FlinkSQL自定义函数(UDF)维表转换

前言

Table和SQL的关系:SQL是Table的继承封装(这点在Flink的概念有所体现),比如说:StreamTableEnvironment继承自TableEnvironment便可体现出来。故官文中Table的使用均可在SQL中体现出来,比如说自定义函数Table API & SQL下的自定义函数中只给出了Table方式的TableEnvironment 创建自定义函数,我们可以修改为ste对象实现在SQL中。


FlinkSQL自定义函数(UDF)维表转换

应用场景

利用FlinkSQL进行Redis维表信息转换。redis获取维表信息后存储在函数中。

代码

producer代码引用:FlinkSQL使用DDL创建Kafka生产和消费者其中的生产数据类型由json改为csv(此文中补充有)。

或者使用Table的方式:Flink SQL & Table简单实例

模拟生产数据

生产者DDL:

	        String ddl = "CREATE TABLE CbryProduce(\n" +
	                "phoneNum STRING,\n" +
	                "rechargeNum STRING,\n" +
	                "provinceCode STRING,\n" +
	                "cityCode STRING,\n" +
	                "rechargeChannelCode STRING\n" +
	                ") WITH(\n" +
	                "'connector.type'='kafka',\n" +
	                "'connector.version'='universal',\n" +
	                "'connector.properties.bootstrap.servers'='KafkaClusterURL:ip:port,ip2:port',\n" +
	                //"'connector.properties.bootstrap.servers'='localhost:9092',\n" +
	                "'connector.topic'='event_topic_1',\n" +
	                "'format.type'='csv',\n" +
	                "'format.field-delimiter'='|'\n" +
	                ")\n"
	                ;

DML:
String insert2 = "insert into CbryProduce(phoneNum,rechargeNum,provinceCode,cityCode,rechargeChannelCode)" +
	                        "values('1024','100','051','0750','2')";

生成Redis维表信息

如何生成JedisCluster对象插入数据:

Redis(一) Jedis单机和集群连接

Redis(三)redisTemplate实操和五种基础数据类型

//		模拟数据创建
//		Map<String, String> cityDimensionMap = new HashedMap();
//		cityDimensionMap.put("0020", "广州");
//		cityDimensionMap.put("0750", "深圳");
//		
//		Map<String, String> rechargeChannelsMap = new HashedMap();
//		rechargeChannelsMap.put("1", "手机app充值");
//		rechargeChannelsMap.put("2", "营业厅充值");
//		
//		jedisCluster.hmset("CityCode", cityDimensionMap);
//		jedisCluster.hmset("RechargeChannels", rechargeChannelsMap);
//		System.out.println(jedisCluster.hgetAll("CityCode"));
//		System.out.println(jedisCluster.hgetAll("RechargeChannels"));
//		System.out.println(jedisCluster.get("testttt"));  //空值返回null

自定义SQL函数

如何使用FlinkSQL:FlinkSQL使用DDL创建Kafka生产和消费者或者使用Table的方式:Flink SQL & Table简单实例

这里在ScalarFunction我们只要通过自定义/重载一个eval方法即可:

如下:我们对自定义函数传入一个cityNum返回cityCodeMap对应的值。

> 记录数据
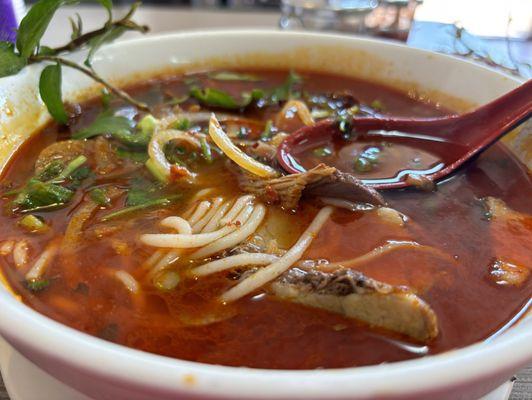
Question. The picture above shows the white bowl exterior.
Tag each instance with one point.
(106, 370)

> 待完成任务
1. 判断下列说法是否与这篇关于FlinkSQL自定义函数的节选相符，逐条回答“是”或“否”，并原样引用节选中起决定作用的文字：(a) StreamTableEnvironment继承自TableEnvironment；(b) 生产者DDL中生产数据的格式为json；(c) 在ScalarFunction中需要重载多个eval方法。
2. 请将节选中以含有“如何使用FlinkSQL:FlinkSQL使用DDL创建Kafka生产和消费者或者使用Table的方式:Flink SQL &”的词句开头、以“如下:我们对自定义函数传入一个cityNum返回cityCodeMap对应的值。”结尾的部分原样复述出来。

> 习题解答
1.
(a) 是。“StreamTableEnvironment继承自TableEnvironment便可体现出来”
(b) 否。“其中的生产数据类型由json改为csv”
(c) 否。“这里在ScalarFunction我们只要通过自定义/重载一个eval方法即可”

2.
如何使用FlinkSQL:FlinkSQL使用DDL创建Kafka生产和消费者或者使用Table的方式:Flink SQL & Table简单实例

这里在ScalarFunction我们只要通过自定义/重载一个eval方法即可:

如下:我们对自定义函数传入一个cityNum返回cityCodeMap对应的值。